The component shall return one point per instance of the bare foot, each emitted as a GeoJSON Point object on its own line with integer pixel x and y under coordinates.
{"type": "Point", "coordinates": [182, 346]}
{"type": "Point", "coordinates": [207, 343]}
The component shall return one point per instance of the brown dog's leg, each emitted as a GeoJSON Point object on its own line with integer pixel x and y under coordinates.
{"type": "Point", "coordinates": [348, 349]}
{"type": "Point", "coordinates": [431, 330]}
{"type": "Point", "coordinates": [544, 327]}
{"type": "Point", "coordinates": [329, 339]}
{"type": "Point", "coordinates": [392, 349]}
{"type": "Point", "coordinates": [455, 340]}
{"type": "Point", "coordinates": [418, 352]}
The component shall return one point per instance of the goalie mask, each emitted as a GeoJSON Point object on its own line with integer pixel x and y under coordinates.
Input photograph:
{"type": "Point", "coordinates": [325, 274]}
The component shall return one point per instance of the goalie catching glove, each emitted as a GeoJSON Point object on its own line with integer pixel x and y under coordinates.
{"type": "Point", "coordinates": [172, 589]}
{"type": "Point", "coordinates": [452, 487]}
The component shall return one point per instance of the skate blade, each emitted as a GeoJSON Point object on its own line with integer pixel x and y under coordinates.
━━━━━━
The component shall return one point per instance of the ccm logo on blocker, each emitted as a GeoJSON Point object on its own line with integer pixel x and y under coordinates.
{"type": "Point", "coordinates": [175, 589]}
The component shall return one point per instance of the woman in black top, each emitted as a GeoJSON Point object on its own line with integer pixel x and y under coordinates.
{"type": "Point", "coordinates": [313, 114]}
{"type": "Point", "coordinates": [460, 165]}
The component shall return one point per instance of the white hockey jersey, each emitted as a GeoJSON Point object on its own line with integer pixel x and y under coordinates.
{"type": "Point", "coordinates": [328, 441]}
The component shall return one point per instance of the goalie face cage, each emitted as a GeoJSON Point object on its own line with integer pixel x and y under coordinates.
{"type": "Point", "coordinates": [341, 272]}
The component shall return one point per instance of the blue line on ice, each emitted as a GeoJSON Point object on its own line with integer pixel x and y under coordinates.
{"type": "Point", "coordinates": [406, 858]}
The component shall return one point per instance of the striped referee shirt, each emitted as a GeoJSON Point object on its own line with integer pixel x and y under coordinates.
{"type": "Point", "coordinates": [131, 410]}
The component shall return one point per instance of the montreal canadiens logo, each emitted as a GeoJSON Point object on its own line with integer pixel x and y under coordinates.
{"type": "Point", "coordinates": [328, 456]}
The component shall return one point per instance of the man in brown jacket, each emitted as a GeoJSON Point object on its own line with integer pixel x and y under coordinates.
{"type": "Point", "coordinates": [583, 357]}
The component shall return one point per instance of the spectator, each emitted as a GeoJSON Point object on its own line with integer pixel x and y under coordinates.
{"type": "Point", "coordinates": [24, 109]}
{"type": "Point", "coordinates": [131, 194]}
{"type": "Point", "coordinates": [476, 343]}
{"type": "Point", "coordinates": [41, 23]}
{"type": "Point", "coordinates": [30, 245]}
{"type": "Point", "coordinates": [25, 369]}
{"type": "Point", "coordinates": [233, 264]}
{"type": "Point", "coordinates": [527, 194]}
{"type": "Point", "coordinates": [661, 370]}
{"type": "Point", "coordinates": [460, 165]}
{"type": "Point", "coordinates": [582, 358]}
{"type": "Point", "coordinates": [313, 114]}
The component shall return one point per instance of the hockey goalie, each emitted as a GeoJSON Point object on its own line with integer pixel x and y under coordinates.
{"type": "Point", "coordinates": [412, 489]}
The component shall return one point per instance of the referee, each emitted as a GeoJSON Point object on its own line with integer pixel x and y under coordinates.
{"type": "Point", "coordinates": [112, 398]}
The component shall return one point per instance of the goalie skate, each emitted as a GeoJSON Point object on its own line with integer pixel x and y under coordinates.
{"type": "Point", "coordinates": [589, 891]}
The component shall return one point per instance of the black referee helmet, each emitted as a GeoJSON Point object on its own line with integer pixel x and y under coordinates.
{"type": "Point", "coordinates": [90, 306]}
━━━━━━
◆ Cel zadania
Przepisz bez zmian wiersze od tego, który zawiera "The component shall return one point per instance of the bare", aż do tego, który zawiera "The component shall return one point per instance of the skate", włącznie z oboma.

◆ Rozwiązanie zadania
The component shall return one point per instance of the bare foot, each emitted as a GeoJSON Point object on its own line with integer pixel x and y under coordinates.
{"type": "Point", "coordinates": [182, 346]}
{"type": "Point", "coordinates": [207, 343]}
The component shall return one point per instance of the brown dog's leg, each emitted as a GeoJSON Point object on its own line with integer pixel x and y under coordinates.
{"type": "Point", "coordinates": [348, 349]}
{"type": "Point", "coordinates": [431, 330]}
{"type": "Point", "coordinates": [544, 327]}
{"type": "Point", "coordinates": [329, 339]}
{"type": "Point", "coordinates": [392, 349]}
{"type": "Point", "coordinates": [455, 340]}
{"type": "Point", "coordinates": [418, 352]}
The component shall return one point per instance of the goalie mask, each emitted as a GeoJSON Point object on its own line with integer pixel x and y under coordinates.
Input photograph:
{"type": "Point", "coordinates": [325, 274]}
The component shall return one point per instance of the goalie catching glove, each emitted as a GeoJSON Point object on its own line with integer pixel x and y under coordinates.
{"type": "Point", "coordinates": [172, 589]}
{"type": "Point", "coordinates": [452, 487]}
The component shall return one point per instance of the skate blade, each emitted as a GeoJSON Point object on its own line with integer pixel x and y under coordinates.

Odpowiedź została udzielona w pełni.